[Stored items from a collection]
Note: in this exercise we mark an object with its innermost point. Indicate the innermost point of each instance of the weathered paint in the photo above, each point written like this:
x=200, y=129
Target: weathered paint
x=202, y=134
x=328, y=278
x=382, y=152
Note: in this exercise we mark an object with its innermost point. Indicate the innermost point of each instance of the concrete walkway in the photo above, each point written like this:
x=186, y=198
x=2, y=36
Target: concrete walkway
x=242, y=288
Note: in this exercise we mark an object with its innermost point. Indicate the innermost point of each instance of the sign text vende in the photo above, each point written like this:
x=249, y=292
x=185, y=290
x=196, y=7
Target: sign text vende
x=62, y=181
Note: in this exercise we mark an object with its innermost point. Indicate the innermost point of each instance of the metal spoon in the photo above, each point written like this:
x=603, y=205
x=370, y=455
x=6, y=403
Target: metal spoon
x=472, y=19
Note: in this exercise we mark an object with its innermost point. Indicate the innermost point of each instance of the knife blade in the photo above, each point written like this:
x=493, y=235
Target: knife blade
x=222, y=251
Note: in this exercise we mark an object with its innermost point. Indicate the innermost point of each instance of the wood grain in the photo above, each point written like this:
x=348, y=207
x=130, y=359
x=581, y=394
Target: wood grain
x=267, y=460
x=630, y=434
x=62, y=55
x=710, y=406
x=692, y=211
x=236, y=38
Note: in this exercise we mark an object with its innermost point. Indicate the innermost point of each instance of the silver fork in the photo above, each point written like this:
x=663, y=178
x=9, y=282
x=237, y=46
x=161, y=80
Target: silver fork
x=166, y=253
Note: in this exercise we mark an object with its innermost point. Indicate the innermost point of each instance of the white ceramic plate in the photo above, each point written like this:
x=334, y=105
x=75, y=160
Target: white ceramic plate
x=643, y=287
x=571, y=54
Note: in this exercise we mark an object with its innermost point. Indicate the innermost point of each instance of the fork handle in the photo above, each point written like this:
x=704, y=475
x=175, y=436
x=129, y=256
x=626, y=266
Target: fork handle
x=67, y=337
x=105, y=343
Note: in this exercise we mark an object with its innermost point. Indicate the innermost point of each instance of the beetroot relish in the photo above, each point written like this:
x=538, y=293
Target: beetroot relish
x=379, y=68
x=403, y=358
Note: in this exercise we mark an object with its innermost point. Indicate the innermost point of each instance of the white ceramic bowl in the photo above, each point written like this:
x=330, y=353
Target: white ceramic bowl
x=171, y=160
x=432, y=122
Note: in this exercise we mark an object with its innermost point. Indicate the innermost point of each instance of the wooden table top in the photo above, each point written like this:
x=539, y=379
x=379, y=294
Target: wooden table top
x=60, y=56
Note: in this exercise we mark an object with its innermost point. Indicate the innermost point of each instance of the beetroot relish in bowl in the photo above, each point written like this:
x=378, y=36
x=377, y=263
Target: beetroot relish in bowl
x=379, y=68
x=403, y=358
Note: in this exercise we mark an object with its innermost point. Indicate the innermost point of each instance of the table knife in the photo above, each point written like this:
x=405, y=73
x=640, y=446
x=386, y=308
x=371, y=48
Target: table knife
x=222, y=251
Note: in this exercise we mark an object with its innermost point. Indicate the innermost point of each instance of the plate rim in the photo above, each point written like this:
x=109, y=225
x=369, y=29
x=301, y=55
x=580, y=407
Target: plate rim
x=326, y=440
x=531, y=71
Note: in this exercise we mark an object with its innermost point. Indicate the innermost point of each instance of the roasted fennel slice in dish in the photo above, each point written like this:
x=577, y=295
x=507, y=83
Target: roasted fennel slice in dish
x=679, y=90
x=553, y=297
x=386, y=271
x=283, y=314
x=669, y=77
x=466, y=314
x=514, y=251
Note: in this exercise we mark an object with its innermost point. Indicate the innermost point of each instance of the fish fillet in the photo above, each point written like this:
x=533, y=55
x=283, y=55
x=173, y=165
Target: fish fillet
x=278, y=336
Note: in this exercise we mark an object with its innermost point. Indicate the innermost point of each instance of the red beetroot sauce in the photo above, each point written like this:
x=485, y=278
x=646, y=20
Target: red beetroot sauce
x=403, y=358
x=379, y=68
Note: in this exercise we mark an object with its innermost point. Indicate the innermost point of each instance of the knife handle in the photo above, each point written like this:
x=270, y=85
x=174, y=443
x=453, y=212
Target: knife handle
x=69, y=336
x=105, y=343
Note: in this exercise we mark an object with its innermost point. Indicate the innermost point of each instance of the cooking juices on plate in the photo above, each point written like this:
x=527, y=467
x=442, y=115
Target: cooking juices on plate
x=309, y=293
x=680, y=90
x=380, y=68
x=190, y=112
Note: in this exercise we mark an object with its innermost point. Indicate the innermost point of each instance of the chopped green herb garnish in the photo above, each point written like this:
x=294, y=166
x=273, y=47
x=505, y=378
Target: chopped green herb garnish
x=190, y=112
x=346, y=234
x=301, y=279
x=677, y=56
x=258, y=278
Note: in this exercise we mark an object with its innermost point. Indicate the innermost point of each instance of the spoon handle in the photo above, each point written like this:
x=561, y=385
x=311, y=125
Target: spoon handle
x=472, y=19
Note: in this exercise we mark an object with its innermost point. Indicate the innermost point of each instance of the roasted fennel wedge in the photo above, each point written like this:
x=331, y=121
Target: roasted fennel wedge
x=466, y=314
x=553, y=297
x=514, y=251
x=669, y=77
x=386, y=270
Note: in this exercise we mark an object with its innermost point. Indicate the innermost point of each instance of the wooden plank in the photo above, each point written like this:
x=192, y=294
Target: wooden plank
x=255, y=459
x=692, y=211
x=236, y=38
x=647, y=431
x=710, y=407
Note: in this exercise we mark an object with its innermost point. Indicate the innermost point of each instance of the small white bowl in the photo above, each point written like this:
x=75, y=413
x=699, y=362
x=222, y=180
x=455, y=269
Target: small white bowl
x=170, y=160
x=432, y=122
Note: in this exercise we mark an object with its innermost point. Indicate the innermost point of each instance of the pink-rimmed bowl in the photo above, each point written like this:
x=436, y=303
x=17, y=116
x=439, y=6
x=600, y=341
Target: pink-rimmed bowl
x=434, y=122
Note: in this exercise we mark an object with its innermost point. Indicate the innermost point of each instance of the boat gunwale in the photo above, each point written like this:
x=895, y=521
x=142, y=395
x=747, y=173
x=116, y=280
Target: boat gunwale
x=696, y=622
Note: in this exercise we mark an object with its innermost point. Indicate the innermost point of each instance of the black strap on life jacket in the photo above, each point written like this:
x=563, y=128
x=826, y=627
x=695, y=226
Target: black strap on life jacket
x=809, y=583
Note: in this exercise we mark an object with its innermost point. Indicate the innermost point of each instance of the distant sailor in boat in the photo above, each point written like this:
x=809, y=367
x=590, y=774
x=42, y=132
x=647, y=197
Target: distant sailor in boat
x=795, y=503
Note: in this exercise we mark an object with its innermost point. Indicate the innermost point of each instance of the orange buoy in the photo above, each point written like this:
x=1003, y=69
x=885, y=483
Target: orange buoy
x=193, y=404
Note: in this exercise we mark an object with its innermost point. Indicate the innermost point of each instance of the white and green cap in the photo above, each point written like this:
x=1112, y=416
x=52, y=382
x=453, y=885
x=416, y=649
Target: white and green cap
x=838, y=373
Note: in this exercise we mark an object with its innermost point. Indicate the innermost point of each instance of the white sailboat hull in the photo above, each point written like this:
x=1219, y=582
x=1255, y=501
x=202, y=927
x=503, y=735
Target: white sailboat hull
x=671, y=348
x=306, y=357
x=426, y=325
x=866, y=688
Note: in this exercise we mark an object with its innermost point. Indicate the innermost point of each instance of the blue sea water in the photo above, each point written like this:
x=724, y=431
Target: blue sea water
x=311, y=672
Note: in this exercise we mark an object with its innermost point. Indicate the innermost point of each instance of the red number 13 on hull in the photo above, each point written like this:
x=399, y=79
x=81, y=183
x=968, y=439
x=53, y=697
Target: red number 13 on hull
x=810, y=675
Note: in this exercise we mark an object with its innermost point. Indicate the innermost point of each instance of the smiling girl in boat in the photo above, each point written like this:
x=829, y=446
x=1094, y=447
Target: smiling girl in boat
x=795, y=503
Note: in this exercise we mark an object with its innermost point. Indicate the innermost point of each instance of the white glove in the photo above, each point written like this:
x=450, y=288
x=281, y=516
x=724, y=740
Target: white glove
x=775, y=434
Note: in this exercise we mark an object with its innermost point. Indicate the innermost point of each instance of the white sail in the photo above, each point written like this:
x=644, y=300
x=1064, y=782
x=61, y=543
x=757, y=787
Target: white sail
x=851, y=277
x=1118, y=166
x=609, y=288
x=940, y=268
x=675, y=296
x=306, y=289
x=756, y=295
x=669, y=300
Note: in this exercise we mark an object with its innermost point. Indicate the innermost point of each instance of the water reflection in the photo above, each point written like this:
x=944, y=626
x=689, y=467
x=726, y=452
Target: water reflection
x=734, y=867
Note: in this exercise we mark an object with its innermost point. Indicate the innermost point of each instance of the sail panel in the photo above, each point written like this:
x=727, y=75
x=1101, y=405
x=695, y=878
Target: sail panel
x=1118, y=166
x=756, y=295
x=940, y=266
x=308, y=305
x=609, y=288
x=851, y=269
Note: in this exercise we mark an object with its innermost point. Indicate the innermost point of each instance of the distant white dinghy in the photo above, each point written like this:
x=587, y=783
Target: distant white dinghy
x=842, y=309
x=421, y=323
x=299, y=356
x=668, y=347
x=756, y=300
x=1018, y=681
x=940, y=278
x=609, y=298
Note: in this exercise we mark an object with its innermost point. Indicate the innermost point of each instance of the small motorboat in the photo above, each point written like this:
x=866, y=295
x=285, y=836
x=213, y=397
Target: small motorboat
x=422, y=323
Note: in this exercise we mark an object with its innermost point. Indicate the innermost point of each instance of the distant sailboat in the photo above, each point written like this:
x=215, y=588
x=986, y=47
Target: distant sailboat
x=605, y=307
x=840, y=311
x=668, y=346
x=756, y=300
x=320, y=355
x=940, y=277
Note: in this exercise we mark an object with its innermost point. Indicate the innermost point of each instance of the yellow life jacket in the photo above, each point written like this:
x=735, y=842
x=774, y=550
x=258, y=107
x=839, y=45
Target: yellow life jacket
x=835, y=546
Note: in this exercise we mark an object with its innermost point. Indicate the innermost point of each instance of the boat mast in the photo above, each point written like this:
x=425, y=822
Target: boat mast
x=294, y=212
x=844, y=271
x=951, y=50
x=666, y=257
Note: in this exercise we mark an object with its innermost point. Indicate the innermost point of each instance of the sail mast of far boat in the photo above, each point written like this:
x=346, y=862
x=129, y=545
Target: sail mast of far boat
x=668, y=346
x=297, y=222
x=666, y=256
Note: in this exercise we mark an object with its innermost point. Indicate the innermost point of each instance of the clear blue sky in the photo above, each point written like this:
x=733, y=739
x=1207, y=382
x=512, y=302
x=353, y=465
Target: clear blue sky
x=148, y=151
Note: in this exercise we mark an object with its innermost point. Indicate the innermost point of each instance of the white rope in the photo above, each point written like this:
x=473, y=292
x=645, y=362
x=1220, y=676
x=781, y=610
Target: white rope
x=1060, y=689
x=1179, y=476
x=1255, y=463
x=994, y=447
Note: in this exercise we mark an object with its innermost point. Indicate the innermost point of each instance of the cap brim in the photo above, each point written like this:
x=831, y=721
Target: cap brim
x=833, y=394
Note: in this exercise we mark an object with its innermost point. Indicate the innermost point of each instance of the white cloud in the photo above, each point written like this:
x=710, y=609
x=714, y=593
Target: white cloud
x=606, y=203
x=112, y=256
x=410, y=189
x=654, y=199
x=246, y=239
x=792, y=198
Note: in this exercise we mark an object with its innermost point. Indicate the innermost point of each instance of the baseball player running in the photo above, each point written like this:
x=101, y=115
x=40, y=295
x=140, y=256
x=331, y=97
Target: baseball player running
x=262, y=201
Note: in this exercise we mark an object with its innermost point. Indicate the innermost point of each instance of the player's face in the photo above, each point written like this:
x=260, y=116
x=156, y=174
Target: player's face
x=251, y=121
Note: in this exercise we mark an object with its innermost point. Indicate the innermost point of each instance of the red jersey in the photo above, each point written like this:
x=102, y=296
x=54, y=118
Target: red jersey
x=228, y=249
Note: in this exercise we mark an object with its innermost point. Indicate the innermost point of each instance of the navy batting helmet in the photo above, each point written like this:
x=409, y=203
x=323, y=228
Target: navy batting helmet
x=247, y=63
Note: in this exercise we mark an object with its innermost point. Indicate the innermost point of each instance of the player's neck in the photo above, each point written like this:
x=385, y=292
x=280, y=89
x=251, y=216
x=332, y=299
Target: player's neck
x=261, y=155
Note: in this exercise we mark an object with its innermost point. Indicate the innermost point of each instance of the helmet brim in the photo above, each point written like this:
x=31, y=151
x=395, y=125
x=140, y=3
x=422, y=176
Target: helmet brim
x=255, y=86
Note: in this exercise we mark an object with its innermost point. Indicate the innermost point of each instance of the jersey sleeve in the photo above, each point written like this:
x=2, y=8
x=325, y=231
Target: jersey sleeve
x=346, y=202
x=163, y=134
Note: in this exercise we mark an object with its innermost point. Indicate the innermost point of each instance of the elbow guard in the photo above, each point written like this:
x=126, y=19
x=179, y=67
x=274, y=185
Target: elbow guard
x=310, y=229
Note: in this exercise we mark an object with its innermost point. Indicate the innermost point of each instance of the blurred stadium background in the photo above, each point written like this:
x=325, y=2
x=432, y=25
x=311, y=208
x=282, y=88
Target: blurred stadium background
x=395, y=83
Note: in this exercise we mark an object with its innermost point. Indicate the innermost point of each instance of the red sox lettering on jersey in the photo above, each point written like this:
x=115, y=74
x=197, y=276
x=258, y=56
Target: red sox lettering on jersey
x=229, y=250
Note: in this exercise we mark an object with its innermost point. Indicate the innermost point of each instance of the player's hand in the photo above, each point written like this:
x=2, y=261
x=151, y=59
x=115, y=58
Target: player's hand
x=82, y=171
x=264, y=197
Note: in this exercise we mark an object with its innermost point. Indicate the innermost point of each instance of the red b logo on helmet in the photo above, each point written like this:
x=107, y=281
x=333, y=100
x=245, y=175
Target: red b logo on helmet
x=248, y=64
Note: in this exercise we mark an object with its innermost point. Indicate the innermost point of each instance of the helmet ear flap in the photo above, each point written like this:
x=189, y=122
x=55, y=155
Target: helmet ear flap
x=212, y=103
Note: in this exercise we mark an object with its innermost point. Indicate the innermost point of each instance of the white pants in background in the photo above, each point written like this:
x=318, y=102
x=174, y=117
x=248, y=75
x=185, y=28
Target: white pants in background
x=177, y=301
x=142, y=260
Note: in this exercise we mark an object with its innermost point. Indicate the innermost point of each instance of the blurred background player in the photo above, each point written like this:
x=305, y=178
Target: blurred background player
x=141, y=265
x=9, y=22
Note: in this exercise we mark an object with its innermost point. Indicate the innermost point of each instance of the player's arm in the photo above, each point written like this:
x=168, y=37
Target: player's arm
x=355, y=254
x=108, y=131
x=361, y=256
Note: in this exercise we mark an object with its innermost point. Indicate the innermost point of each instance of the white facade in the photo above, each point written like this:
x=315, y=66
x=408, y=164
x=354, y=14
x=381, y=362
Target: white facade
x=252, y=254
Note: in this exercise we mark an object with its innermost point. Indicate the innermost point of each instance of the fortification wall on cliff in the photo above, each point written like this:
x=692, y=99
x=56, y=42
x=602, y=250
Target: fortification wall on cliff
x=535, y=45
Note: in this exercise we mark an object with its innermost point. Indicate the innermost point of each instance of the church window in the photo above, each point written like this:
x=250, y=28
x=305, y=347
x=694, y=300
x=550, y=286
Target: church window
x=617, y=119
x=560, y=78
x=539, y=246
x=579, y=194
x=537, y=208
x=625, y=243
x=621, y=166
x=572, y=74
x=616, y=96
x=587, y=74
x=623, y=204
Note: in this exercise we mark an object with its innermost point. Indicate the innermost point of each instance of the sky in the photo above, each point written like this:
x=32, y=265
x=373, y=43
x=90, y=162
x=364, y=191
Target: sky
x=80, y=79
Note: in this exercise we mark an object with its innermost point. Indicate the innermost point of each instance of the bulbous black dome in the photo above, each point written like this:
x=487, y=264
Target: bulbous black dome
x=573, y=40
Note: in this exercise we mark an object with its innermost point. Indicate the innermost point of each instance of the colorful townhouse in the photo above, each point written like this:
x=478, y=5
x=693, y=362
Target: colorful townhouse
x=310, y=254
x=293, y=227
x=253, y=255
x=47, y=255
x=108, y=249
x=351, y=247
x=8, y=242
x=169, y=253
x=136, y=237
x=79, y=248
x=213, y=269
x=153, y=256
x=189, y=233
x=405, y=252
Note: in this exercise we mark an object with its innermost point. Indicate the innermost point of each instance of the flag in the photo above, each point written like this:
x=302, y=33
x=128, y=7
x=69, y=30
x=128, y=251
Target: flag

• Problem to solve:
All lines above with "flag" in them should be returned.

• Task response:
Note: in this exercise we mark an object with its innermost point. Indicate the innermost point of each instance of the flag in the photo above, each point written like this:
Target: flag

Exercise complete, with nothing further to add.